__Referring expression pointing data__
*-*-*
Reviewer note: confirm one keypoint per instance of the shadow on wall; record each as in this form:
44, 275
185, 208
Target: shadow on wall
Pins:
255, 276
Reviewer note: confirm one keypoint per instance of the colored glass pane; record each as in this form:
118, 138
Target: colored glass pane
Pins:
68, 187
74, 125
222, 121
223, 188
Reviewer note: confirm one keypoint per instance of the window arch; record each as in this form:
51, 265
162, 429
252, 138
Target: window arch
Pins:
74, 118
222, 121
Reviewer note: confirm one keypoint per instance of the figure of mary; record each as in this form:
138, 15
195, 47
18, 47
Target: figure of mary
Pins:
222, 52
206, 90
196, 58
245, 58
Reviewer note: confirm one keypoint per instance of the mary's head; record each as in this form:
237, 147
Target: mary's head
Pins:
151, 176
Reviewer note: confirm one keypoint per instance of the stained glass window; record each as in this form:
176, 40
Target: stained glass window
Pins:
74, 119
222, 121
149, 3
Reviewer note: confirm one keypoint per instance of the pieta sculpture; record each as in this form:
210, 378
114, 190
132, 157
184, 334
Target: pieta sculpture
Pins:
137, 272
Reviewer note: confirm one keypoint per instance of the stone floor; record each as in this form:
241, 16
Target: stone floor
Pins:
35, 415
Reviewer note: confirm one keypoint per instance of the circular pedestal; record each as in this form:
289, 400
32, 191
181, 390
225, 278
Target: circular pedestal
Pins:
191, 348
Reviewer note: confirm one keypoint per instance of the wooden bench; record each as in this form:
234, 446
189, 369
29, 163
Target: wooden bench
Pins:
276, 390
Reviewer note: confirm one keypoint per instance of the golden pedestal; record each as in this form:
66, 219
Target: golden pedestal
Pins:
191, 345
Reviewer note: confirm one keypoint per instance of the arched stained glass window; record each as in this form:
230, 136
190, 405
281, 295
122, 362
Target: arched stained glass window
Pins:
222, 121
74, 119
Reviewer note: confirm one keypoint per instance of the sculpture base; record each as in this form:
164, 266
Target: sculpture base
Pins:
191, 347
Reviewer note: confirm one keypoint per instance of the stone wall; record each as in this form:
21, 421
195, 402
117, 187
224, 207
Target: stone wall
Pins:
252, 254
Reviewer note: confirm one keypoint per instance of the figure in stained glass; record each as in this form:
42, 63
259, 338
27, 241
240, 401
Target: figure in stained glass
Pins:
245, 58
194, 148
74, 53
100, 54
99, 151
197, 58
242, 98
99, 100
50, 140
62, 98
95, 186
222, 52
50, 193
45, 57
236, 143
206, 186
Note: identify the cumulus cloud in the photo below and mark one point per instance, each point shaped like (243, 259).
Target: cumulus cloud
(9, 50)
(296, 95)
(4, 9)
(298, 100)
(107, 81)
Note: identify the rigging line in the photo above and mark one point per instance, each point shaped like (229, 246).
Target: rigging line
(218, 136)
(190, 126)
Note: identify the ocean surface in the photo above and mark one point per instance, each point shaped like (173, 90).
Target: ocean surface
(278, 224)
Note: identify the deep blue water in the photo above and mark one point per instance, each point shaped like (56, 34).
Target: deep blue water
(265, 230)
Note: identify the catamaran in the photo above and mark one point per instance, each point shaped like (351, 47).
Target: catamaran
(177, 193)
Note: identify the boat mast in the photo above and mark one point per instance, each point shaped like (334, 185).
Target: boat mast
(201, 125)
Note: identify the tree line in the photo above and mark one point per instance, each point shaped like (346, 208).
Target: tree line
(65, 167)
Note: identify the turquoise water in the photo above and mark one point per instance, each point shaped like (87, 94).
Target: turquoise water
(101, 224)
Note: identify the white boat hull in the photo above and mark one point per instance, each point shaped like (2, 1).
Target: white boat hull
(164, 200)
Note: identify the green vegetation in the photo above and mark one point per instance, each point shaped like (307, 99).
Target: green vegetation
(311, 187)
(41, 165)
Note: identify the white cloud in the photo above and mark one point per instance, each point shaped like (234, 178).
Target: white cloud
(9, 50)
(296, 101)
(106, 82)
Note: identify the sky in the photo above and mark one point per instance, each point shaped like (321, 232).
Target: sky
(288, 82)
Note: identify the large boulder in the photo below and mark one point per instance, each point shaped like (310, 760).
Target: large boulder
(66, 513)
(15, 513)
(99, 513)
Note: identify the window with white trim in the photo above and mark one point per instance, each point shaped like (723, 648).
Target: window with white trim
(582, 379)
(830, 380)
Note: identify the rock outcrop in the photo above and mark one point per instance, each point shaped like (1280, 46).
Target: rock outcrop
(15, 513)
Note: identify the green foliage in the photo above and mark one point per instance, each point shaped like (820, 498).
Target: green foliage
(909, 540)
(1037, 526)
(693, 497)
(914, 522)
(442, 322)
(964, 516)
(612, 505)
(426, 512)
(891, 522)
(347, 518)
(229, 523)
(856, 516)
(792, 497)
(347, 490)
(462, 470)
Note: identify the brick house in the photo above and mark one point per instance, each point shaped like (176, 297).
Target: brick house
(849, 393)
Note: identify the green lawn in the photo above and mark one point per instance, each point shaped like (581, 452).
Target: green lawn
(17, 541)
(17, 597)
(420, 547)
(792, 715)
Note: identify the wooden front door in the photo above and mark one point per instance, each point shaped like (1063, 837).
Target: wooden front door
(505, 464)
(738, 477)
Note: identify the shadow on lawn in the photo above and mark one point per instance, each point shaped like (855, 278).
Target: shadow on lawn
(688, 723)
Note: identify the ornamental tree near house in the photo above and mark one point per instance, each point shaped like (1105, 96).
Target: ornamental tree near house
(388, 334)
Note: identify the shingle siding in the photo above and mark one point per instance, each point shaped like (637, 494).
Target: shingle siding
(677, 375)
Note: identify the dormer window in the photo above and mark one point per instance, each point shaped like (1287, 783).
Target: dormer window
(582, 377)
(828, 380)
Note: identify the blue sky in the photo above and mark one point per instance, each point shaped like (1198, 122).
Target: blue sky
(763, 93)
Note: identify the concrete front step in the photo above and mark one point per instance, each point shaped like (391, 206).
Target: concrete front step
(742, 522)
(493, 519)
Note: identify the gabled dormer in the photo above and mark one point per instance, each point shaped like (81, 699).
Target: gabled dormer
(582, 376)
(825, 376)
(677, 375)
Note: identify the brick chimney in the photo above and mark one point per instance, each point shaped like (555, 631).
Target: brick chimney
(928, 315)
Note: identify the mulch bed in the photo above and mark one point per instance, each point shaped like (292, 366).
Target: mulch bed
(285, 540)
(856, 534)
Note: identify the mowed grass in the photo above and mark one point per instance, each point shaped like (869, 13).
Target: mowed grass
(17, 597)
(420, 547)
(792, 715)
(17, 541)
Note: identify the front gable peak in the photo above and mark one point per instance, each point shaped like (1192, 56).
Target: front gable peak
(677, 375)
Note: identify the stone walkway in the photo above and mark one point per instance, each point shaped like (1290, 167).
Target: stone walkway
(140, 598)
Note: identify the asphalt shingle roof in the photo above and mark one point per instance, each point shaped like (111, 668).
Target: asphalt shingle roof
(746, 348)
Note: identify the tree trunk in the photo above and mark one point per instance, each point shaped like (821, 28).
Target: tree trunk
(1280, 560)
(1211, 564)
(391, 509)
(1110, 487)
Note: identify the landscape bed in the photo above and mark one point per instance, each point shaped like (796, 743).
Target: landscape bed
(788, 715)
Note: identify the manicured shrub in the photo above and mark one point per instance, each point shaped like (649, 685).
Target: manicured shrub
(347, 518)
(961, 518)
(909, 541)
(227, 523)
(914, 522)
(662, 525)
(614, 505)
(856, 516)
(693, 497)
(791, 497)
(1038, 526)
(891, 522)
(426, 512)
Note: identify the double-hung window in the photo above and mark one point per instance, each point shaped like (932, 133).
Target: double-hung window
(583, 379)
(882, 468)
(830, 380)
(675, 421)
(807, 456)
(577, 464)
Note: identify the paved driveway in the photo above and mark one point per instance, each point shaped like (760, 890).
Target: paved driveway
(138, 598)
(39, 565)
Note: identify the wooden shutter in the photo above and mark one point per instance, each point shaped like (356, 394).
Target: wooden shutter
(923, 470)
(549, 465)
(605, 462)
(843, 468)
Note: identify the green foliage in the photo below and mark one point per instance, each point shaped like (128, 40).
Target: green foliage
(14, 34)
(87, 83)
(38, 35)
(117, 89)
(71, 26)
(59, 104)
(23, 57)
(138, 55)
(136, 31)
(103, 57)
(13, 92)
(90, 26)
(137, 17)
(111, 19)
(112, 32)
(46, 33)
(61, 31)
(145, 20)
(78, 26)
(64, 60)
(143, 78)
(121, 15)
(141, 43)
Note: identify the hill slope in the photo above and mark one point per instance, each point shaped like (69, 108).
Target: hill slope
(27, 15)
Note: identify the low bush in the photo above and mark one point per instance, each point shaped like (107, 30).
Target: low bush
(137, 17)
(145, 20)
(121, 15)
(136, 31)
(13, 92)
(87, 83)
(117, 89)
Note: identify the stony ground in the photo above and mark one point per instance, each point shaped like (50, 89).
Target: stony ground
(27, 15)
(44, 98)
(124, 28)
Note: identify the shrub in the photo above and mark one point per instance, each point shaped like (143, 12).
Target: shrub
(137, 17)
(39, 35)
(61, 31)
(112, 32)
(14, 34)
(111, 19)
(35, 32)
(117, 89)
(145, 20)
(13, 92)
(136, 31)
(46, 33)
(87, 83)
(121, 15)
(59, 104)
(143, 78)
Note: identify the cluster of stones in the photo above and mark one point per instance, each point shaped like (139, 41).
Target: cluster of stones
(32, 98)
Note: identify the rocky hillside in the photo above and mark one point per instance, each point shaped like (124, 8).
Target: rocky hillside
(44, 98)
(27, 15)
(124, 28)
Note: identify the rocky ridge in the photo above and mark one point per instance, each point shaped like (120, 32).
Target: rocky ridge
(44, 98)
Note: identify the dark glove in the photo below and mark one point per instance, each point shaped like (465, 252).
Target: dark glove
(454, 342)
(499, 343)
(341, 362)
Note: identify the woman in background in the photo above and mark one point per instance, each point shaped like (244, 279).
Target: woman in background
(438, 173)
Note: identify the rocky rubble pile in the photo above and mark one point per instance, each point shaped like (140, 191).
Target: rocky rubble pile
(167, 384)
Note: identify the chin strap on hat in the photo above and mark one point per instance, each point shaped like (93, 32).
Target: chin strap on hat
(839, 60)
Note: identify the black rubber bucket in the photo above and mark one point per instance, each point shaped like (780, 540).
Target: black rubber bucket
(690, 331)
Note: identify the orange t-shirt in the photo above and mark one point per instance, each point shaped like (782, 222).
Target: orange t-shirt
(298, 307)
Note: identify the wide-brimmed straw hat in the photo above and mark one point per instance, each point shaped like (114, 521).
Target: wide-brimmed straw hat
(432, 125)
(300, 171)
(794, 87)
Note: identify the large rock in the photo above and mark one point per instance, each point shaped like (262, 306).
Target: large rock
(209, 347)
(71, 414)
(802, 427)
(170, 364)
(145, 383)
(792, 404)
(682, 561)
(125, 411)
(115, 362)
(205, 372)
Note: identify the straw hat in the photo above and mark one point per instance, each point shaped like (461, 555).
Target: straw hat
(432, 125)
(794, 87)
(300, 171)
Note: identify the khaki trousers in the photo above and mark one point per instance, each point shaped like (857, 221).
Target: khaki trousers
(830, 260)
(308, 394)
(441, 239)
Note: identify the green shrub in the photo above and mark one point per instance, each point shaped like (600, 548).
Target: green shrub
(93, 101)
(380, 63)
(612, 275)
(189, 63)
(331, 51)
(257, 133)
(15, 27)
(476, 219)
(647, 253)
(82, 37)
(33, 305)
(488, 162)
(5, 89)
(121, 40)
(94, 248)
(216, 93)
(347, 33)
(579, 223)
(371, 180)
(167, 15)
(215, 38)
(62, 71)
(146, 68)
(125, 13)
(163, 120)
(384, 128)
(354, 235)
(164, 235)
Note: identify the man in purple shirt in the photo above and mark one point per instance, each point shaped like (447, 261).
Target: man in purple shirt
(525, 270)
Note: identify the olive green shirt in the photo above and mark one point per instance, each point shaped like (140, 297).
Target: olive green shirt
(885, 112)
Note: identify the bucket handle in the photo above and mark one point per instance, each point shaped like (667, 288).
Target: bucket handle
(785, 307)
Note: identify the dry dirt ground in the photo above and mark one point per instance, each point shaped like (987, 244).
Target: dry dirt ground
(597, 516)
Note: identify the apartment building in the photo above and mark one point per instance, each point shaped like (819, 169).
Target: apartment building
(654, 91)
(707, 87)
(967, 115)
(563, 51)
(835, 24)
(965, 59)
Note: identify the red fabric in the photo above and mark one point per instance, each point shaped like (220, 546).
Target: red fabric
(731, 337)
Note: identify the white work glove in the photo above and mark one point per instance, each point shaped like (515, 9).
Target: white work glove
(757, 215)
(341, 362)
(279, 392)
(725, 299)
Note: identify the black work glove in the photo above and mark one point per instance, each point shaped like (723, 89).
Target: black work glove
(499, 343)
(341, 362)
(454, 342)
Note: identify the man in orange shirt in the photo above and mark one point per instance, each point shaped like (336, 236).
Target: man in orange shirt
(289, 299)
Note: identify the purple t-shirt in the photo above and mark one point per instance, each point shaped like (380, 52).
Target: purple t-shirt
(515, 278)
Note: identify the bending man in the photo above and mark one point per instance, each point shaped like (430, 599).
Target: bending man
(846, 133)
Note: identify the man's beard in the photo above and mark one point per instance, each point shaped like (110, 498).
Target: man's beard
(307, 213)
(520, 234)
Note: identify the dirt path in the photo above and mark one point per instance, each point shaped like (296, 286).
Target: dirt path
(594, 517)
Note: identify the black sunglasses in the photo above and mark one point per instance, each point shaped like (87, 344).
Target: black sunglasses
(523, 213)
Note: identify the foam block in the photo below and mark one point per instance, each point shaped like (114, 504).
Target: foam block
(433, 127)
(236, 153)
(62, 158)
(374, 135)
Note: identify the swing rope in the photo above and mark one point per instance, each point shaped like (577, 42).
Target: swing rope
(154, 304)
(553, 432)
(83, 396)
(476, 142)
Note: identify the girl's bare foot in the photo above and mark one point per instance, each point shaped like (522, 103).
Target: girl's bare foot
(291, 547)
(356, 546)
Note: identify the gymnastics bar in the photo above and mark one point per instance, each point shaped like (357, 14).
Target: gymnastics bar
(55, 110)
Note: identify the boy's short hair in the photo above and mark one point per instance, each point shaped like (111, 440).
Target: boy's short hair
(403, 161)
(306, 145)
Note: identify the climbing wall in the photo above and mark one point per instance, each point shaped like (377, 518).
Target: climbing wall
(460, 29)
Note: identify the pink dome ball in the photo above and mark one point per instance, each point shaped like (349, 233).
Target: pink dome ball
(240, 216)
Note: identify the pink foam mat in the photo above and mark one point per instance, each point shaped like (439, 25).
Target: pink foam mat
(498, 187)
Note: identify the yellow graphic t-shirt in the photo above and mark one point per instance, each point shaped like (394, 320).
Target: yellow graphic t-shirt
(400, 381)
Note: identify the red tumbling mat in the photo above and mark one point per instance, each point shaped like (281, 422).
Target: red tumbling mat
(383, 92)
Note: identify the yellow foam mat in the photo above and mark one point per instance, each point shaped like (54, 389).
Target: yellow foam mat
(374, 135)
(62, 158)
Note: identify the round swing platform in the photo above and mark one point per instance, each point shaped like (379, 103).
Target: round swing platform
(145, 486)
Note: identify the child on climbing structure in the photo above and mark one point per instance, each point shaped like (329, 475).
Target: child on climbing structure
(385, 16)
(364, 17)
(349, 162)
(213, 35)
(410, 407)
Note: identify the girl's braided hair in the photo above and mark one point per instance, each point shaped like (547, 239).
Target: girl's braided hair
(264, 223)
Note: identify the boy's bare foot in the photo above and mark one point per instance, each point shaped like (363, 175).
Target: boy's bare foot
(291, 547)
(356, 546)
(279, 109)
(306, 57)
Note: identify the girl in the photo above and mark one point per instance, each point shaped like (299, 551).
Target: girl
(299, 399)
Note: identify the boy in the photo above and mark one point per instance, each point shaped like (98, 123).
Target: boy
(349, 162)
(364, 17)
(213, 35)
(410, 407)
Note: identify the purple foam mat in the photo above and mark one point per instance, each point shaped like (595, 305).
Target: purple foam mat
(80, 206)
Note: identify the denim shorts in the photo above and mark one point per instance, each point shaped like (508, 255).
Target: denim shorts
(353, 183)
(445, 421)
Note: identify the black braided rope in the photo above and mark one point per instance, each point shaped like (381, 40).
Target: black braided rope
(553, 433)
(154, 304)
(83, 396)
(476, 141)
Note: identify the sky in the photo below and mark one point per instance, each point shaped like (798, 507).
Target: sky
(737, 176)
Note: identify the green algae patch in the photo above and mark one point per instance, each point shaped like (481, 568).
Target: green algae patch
*-*-*
__Assignment__
State how many lines of the entries above include the string "base". The reply is that number alone.

__Worked solution__
2